**WHAT THE TASK REQUIRES**
Compute how many lines in the entries below contain "black", and output nothing but the number.

**TASK DATA**

______

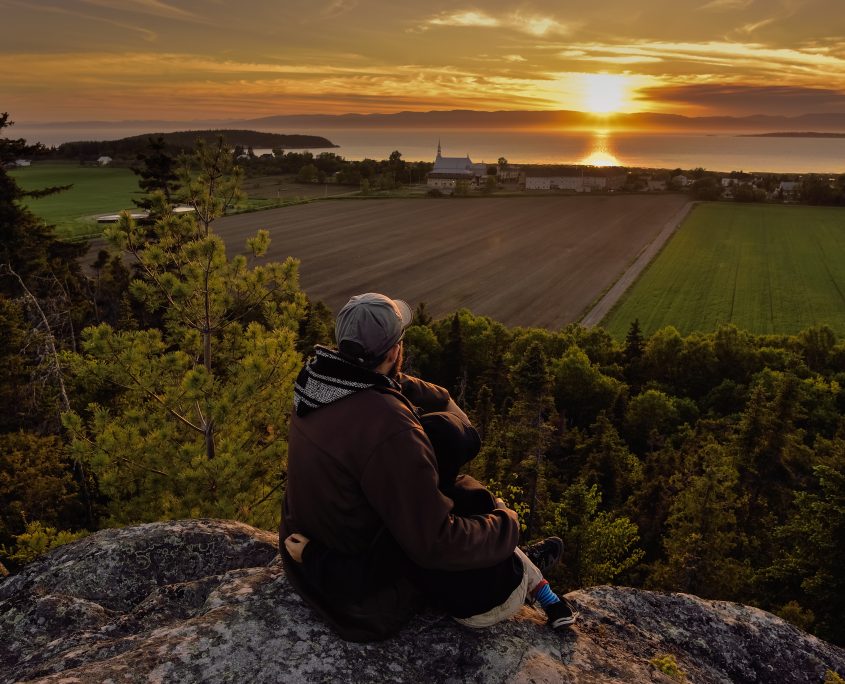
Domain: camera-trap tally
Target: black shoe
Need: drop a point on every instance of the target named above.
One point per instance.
(560, 614)
(545, 554)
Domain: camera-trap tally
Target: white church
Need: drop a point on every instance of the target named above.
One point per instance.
(448, 171)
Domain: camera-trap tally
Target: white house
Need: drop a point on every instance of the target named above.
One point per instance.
(574, 178)
(788, 190)
(448, 171)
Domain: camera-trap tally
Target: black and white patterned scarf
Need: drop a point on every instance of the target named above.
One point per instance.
(328, 377)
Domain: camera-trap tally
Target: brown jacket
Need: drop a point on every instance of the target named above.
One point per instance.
(364, 463)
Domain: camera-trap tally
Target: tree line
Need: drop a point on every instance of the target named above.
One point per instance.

______

**EXERCISE RESULT**
2